Could you reproduce every record below exactly as it stands?

────────────────────────────────────────

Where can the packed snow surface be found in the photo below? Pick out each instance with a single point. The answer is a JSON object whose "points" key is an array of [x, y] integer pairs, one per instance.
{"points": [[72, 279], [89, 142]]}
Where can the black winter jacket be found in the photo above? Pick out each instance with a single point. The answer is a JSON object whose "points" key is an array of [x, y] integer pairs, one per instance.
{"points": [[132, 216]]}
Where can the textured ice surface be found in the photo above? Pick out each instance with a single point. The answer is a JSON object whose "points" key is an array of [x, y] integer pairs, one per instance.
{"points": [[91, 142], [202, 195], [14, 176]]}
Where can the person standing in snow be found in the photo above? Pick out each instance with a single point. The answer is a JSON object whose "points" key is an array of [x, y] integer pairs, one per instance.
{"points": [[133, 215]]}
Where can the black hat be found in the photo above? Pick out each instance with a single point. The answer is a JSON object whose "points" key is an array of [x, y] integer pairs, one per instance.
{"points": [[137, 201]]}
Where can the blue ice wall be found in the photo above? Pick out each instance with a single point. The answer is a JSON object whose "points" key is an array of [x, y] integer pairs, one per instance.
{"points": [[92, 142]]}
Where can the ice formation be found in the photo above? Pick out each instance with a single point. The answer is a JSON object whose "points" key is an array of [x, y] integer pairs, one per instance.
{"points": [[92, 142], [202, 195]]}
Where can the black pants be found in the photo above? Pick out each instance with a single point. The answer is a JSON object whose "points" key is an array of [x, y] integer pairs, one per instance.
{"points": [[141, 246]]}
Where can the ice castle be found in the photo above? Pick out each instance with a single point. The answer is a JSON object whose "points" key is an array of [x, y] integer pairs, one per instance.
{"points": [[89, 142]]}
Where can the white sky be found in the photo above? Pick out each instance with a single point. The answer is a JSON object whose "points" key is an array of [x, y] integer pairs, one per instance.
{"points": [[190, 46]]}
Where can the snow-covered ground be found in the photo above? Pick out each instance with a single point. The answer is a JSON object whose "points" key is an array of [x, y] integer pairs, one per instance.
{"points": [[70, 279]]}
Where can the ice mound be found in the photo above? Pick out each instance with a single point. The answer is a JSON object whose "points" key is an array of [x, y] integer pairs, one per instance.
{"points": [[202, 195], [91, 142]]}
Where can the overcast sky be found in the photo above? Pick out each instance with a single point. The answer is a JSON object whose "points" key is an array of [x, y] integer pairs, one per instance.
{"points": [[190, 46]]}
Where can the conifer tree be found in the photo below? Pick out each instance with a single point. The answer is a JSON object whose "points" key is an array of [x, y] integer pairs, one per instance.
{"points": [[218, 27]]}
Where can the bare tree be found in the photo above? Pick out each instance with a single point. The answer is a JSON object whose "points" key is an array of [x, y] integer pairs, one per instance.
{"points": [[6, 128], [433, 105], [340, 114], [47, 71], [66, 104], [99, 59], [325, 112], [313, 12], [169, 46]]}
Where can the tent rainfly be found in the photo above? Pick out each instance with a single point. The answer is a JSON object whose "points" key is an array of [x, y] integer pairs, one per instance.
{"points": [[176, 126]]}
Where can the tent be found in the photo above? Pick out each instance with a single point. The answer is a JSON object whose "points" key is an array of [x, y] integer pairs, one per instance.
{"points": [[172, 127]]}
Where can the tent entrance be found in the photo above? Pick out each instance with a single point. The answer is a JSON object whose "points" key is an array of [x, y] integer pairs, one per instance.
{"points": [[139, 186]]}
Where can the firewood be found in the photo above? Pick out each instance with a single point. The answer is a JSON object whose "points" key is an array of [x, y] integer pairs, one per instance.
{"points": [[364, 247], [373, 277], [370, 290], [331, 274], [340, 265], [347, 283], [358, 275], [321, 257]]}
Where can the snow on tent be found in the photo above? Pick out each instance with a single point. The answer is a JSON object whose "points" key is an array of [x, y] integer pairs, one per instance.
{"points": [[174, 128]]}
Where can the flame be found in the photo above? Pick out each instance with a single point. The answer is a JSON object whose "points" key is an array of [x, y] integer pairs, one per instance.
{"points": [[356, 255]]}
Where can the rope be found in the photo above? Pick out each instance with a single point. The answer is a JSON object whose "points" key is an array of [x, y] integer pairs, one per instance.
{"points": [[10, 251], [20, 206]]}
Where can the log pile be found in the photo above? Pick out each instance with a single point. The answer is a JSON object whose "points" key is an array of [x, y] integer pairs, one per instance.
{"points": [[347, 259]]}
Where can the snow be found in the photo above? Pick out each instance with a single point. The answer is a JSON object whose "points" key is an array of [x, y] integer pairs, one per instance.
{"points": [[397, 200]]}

────────────────────────────────────────

(Expected answer)
Where can the packed snow surface be found in the photo below? Pick out each instance with a single point. The answer is a JSON object whose "points" key is an array of [x, y] integer pairs, one per instance.
{"points": [[72, 279], [89, 142]]}
Where can the black winter jacket be found in the photo above? Pick out each instance with a single point. The answer is a JSON object whose "points" key is an array of [x, y] integer pairs, one per instance.
{"points": [[132, 216]]}
Where can the textured ice surface be found in the photo above? Pick out each instance with a single point. The answer is a JSON object whose "points" key is an array of [x, y] integer pairs, one per instance.
{"points": [[91, 142], [202, 195], [14, 176]]}
Where can the person standing in snow be found in the photo above? Pick out each instance with a single point. The answer is a JSON object whose "points" key is an array of [x, y] integer pairs, one per instance.
{"points": [[133, 215]]}
Where can the black hat be found in the photo above? Pick out each instance with a single point. The answer is a JSON object whose "points" key is an array of [x, y] integer pairs, one per instance.
{"points": [[137, 201]]}
Where can the blue ice wall be found in the photo above? Pick out each instance with a single point. The answer is a JSON object whose "points" key is an array of [x, y] integer pairs, one per instance.
{"points": [[92, 142]]}
Where can the ice formation be found in the photo above? Pick out each instance with a single point. The answer is a JSON object whose "points" key is an array of [x, y] integer pairs, one per instance.
{"points": [[92, 142], [202, 195]]}
Where can the black pants be found in the photo above? Pick out each instance with a single point. The answer is a JSON object whose "points" key is an array of [x, y] integer pairs, one per instance.
{"points": [[141, 246]]}
Where can the ice castle be found in the photo above? Pick out each instance with a single point. The answer is a JSON object whose "points" key is an array of [x, y] integer pairs, one per instance.
{"points": [[89, 142]]}
Where can the white sky be found in the photo above? Pick out each instance with a single point. The answer is a JSON object whose "points" key is an array of [x, y] integer pairs, one per instance.
{"points": [[190, 46]]}
Where can the snow-covered ground be found in the photo above? Pick out each instance with a single point. The answer is a JSON object whose "points" key is an array of [x, y] integer pairs, one per instance.
{"points": [[70, 279]]}
Where can the ice mound be found in the photo above? Pick out each instance with a single point. The answer is a JSON object whose "points" key is an array of [x, y] integer pairs, one per instance.
{"points": [[202, 195], [91, 142]]}
Where can the overcast sky be found in the photo above? Pick out each instance with a single point. The answer is a JSON object whose "points" key is an array of [x, y] integer pairs, one per instance.
{"points": [[190, 46]]}
Where can the conifer tree be found in the photo below? Pick out each instance with a single point. The answer is a JSON object whose "points" key is an array of [x, y] integer pairs, one per instance.
{"points": [[218, 27]]}
Where can the bare tree be found in the photo above? Pick out each instance with a single point. The answer is a JSON object whose "points" key is an array of [x, y] integer pairs, one per instance.
{"points": [[6, 128], [433, 105], [340, 114], [47, 71], [66, 104], [99, 59], [325, 112], [313, 12], [169, 46]]}
Where can the tent rainfly be found in the photo above? Pick out each instance with a single point. The answer is a JSON object whose "points" key is an array of [x, y] integer pairs, one per instance.
{"points": [[176, 126]]}
Where can the tent be found in the photo above? Pick out each instance with a single point. The answer is a JSON object whose "points" key is an array of [x, y] integer pairs, one per instance.
{"points": [[172, 127]]}
Where can the tent entrance be found in the photo above? Pick out each instance with a single point. The answer is a JSON object whose "points" key is an array of [x, y] integer pairs, one per instance.
{"points": [[139, 186]]}
Where can the firewood be found in the photo above? Pick out each instance with a single point. The answer is a JSON object whose "points" key is an array of [x, y] integer pairs, one per instance.
{"points": [[364, 247], [373, 277], [370, 290], [331, 274], [340, 265], [347, 283], [358, 275], [321, 257]]}
Where can the snow on tent be found in the photo above? Pick out each instance with a single point. The answer is a JSON object whose "points" key is an array of [x, y] integer pairs, one per instance.
{"points": [[174, 128]]}
Where can the flame be found in the photo above? Pick out each instance with a single point. The answer is a JSON object whose "points" key is an array of [x, y] integer pairs, one per instance.
{"points": [[356, 255]]}
Where can the rope be found in the photo above? Pick out each instance with a single point. The answer is a JSON object whose "points" key is an array of [x, y] integer pairs, one per instance.
{"points": [[10, 251], [20, 206]]}
Where can the log pile be found in the photo above? Pick out each instance with a single point. The answer is a JSON object whose "points" key is an array of [x, y] integer pairs, one per instance.
{"points": [[347, 259]]}
Where can the snow be found in the photo above? Pick out each instance with a single point. The answer is a JSON object whose "points" key is an array of [x, y] integer pairs, one per instance.
{"points": [[397, 200]]}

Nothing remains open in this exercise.